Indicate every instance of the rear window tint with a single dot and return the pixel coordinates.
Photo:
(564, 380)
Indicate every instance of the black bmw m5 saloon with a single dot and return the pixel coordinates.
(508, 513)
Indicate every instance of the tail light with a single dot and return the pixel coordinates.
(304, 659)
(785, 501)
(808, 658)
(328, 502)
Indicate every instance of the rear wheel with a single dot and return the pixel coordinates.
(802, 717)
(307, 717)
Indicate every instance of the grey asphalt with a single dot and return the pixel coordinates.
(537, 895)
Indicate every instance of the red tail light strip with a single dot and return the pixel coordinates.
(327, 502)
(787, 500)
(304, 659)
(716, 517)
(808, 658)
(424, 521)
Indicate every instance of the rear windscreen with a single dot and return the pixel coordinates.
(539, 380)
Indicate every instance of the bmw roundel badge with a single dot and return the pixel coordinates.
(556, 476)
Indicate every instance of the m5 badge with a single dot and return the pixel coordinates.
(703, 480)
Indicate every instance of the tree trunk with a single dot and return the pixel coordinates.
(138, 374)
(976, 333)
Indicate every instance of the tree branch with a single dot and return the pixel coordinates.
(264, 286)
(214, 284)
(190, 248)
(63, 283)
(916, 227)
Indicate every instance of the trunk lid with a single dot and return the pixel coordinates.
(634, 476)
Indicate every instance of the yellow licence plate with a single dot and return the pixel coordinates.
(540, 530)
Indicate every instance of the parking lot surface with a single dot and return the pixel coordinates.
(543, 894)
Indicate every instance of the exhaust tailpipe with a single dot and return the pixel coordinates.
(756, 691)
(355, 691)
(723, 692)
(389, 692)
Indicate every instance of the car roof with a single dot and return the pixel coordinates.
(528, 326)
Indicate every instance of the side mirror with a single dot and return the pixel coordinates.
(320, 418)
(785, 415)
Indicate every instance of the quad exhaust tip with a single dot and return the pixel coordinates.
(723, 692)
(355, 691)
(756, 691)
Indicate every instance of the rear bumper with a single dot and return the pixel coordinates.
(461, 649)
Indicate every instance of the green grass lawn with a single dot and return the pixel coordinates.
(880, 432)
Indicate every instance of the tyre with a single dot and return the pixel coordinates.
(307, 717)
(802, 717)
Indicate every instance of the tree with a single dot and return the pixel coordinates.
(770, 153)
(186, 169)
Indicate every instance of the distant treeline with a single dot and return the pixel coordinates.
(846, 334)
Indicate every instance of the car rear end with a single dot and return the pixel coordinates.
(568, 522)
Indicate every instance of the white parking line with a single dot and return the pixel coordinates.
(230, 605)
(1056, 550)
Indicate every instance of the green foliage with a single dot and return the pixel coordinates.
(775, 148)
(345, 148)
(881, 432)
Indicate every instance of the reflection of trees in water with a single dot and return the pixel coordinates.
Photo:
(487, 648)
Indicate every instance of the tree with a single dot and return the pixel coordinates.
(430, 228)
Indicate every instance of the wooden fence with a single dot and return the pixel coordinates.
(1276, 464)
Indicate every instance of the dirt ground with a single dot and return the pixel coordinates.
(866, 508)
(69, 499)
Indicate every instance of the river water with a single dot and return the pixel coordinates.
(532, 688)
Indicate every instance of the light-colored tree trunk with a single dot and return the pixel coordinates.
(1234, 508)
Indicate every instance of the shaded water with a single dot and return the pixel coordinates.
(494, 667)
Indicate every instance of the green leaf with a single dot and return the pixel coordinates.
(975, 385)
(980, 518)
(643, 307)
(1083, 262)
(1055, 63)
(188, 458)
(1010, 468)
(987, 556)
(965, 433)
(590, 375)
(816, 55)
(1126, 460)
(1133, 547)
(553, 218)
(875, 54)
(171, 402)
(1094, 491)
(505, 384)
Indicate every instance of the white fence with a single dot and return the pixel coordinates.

# # #

* **Richiesta assegnata**:
Puoi ricopiare tutte le voci qui sopra, riga per riga, senza cambiare nemmeno un carattere?

* **Risultato qui sotto**:
Indicate every instance of the rear window tint with a single dot and return the pixel coordinates.
Photo:
(564, 380)
Indicate every instance of the black bmw m5 saloon with a single dot and return the pixel coordinates.
(508, 513)
Indicate every instance of the tail light with a single dot and return the pixel coordinates.
(304, 659)
(785, 501)
(808, 658)
(328, 502)
Indicate every instance of the rear wheel with a single dot and return the pixel coordinates.
(802, 717)
(307, 717)
Indicate every instance of the grey asphalt with a single dot and return the pixel coordinates.
(537, 895)
Indicate every instance of the red tail light strip with a single dot and return the pixel coordinates.
(327, 502)
(787, 500)
(304, 659)
(716, 517)
(808, 658)
(424, 521)
Indicate every instance of the rear windscreen with a single dot and return the pixel coordinates.
(539, 380)
Indicate every instance of the bmw roundel badge with a single dot and return the pixel coordinates.
(556, 476)
Indicate every instance of the m5 badge with a single dot and return the pixel coordinates.
(703, 480)
Indicate every instance of the tree trunk with a single dot and return the pixel coordinates.
(138, 374)
(976, 333)
Indicate every instance of the tree branch with a single dot and return the pixel coordinates.
(264, 286)
(214, 284)
(190, 248)
(63, 283)
(916, 227)
Indicate every instance of the trunk lid with a single dot and return the pixel coordinates.
(634, 476)
Indicate every instance of the yellow licence plate with a single dot and return the pixel coordinates.
(540, 530)
Indicate every instance of the parking lot surface with a single dot and return the pixel coordinates.
(543, 894)
Indicate every instance of the exhaust tailpipe with a single dot and return the pixel coordinates.
(756, 691)
(355, 691)
(723, 692)
(389, 692)
Indicate every instance of the car roof with a single dot and return the pixel coordinates.
(528, 326)
Indicate every instance of the side mirror with a single dot and return the pixel coordinates.
(320, 418)
(785, 415)
Indicate every instance of the quad exhaust tip with a single dot and return the pixel coordinates.
(723, 692)
(355, 691)
(756, 691)
Indicate every instance of the rear bumper with a single dot and return the pixel coordinates.
(461, 649)
Indicate every instance of the green grass lawn with a single dot and return the pixel coordinates.
(880, 432)
Indicate every instance of the tyre with a single dot and return the pixel coordinates.
(307, 717)
(802, 717)
Indicate every instance of the tree with a single dot and return the pixel coordinates.
(770, 153)
(186, 169)
Indicate every instance of the distant treeline with a single dot and return the pixel coordinates.
(846, 334)
Indicate every instance of the car rear end with a single dot and return the pixel coordinates.
(568, 522)
Indicate every instance of the white parking line with a single dot and return the pixel coordinates.
(230, 605)
(1056, 550)
Indicate every instance of the green foliage with a single dot and return the pixel coordinates.
(775, 148)
(345, 148)
(881, 432)
Indicate every instance of the reflection of trees in water with a single dot and return the pixel coordinates.
Photo:
(487, 648)
Indicate every instance of the tree with a single dot and return the pixel coordinates.
(430, 228)
Indicate every instance of the wooden fence with a single dot and return the pixel coordinates.
(1276, 464)
Indicate every instance of the dirt ground with a single dot and return the pixel coordinates.
(866, 508)
(69, 499)
Indicate every instance of the river water with a single dot and return the pixel coordinates.
(532, 688)
Indicate every instance of the light-colored tree trunk with a single dot and return the pixel coordinates.
(1234, 508)
Indicate every instance of the shaded water with a single dot and return the pixel coordinates.
(494, 667)
Indicate every instance of the green leaf with a single dot and return the pixel coordinates.
(975, 385)
(980, 518)
(643, 307)
(1083, 262)
(1055, 63)
(188, 458)
(1010, 468)
(987, 556)
(965, 433)
(590, 375)
(816, 55)
(1126, 460)
(1133, 547)
(553, 218)
(875, 54)
(171, 402)
(1094, 491)
(505, 384)
Indicate every instance of the white fence with a single dot and return the pixel coordinates.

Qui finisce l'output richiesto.